BEGIN

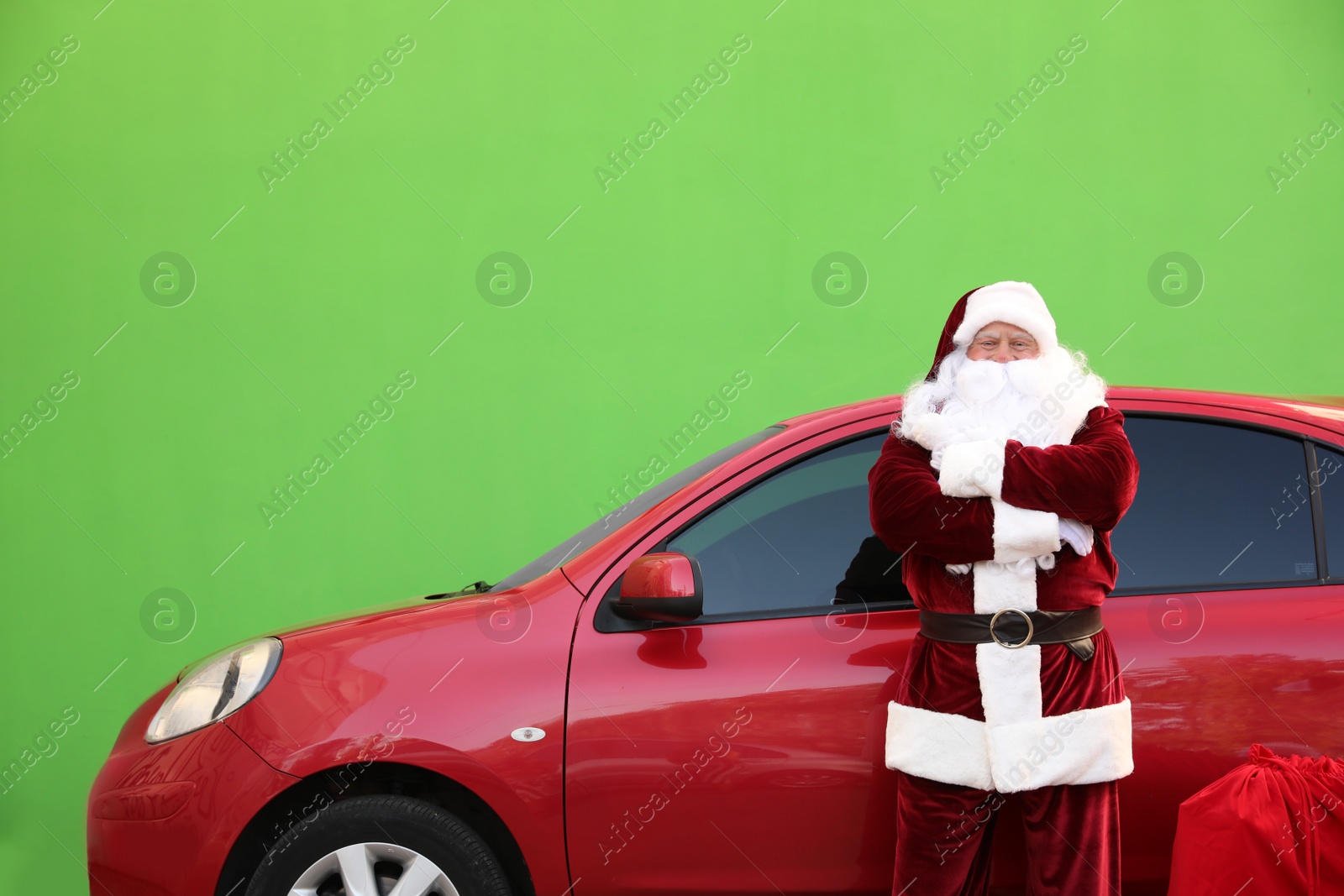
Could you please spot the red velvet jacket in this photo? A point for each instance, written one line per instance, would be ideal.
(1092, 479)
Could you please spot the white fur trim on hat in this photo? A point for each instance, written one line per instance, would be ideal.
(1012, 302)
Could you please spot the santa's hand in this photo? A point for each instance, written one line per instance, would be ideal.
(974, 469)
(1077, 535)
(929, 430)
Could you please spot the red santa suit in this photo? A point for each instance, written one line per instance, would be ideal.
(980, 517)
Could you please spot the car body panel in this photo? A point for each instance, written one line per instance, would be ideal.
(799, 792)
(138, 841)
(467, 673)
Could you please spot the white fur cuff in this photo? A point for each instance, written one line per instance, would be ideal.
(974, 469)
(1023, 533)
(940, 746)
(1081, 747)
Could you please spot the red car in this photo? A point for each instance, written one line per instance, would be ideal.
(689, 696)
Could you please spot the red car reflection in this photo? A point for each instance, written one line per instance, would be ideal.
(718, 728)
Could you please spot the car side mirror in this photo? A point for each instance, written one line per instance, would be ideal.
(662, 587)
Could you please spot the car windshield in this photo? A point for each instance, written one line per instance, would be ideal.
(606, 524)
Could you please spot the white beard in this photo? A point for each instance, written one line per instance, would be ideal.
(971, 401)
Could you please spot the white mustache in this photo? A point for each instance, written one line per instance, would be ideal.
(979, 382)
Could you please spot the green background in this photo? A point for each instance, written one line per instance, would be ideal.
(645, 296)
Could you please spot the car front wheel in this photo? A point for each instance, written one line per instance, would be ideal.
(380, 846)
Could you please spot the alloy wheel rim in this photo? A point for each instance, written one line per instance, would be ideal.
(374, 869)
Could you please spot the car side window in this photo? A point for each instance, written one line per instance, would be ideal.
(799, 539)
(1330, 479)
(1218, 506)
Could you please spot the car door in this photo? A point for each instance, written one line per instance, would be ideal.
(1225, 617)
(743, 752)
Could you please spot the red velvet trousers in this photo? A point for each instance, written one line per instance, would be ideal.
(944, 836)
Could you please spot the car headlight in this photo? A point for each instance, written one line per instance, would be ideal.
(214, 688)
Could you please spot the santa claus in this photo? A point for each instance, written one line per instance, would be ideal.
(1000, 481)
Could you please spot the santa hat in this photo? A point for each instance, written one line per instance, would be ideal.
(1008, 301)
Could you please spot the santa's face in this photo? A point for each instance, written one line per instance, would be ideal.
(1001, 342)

END

#### Task to carry out:
Render all of the lines above as a Markdown table with the columns "Row" and "Entry", numbering each line and omitting blank lines. Leave the pictures out of the table.

#### The response:
| Row | Entry |
|---|---|
| 1 | Could you please spot the red velvet jacket in this photo? A point for each instance, written one line per instance, would be ideal. |
| 2 | (1092, 479) |
| 3 | Could you please spot the white fur trim on hat in this photo? A point for each instance, written one line per instance, would be ideal. |
| 4 | (1012, 302) |
| 5 | Could you please spot the santa's hand in this photo? A point for each instance, written one line per instance, would be ideal. |
| 6 | (974, 469) |
| 7 | (1077, 535) |
| 8 | (929, 430) |
| 9 | Could you please spot the red santa suit in this photo? A point for each instance, written one line per instance, would be ideal. |
| 10 | (980, 517) |
| 11 | Could you please spot the car body panel in this photo? A point for each instance, written one line per instance, would be ideal. |
| 12 | (799, 792) |
| 13 | (138, 841) |
| 14 | (467, 673) |
| 15 | Could you please spot the white fur cuff in this photo? A point for each instance, written one line per instance, would be ideal. |
| 16 | (974, 469) |
| 17 | (1023, 533) |
| 18 | (940, 746) |
| 19 | (1081, 747) |
| 20 | Could you please spot the red car in this photo? A point for each instance, written one line per instance, would be ideal. |
| 21 | (689, 696) |
| 22 | Could you please spot the red car reflection in this photo? A point for each instance, written one line per instance, would be ideal. |
| 23 | (718, 728) |
| 24 | Could you please spot the car side mirror in this photo? A point for each instance, written one line per instance, would be ideal. |
| 25 | (662, 587) |
| 26 | Could you please spot the car windshield in this photo? A point for each instance, written one line per instance, would be ideal. |
| 27 | (606, 524) |
| 28 | Could you please spot the white beard in this photo? A point for each instance, written one line per instance, would be ideal. |
| 29 | (971, 401) |
| 30 | Could you please spot the white mustache in this photo? A point for each instance, written one line per instance, would be ideal. |
| 31 | (979, 382) |
| 32 | Could you please spot the green background in this photo? A point for each instance, written one line per instance, would be ideal. |
| 33 | (645, 296) |
| 34 | Could you please spot the car front wheel in this photo? A point for each instance, written one line per instance, would be ideal. |
| 35 | (380, 846) |
| 36 | Could you please spot the alloy wheel rim in this photo? A point for each instance, written one line per instance, would be ideal. |
| 37 | (374, 869) |
| 38 | Could you please spot the car side window in this photo? A point for each instance, written one line per instance, would be ideal. |
| 39 | (799, 539) |
| 40 | (1330, 479) |
| 41 | (1218, 506) |
| 42 | Could you please spot the car door in this photo? A point for each instance, written one line per instance, would be ideal. |
| 43 | (1225, 617) |
| 44 | (743, 752) |
| 45 | Could you please spot the red velvet trousers in this photo? A point for each instance, written one line per instance, would be ideal. |
| 46 | (944, 836) |
| 47 | Could you please spot the car headlight in this photo? A point for each instance, written one line per instance, would be ideal. |
| 48 | (214, 688) |
| 49 | Could you please spot the santa claus in this photo? A point for each instance, written one line per instance, would be ideal. |
| 50 | (1000, 481) |
| 51 | Could you please spot the santa hat in this photo? A point for each instance, written one line per instance, would be ideal. |
| 52 | (1008, 301) |
| 53 | Could you please spot the santa's face in this photo? A point for each instance, written one line per instance, would be ideal. |
| 54 | (1001, 342) |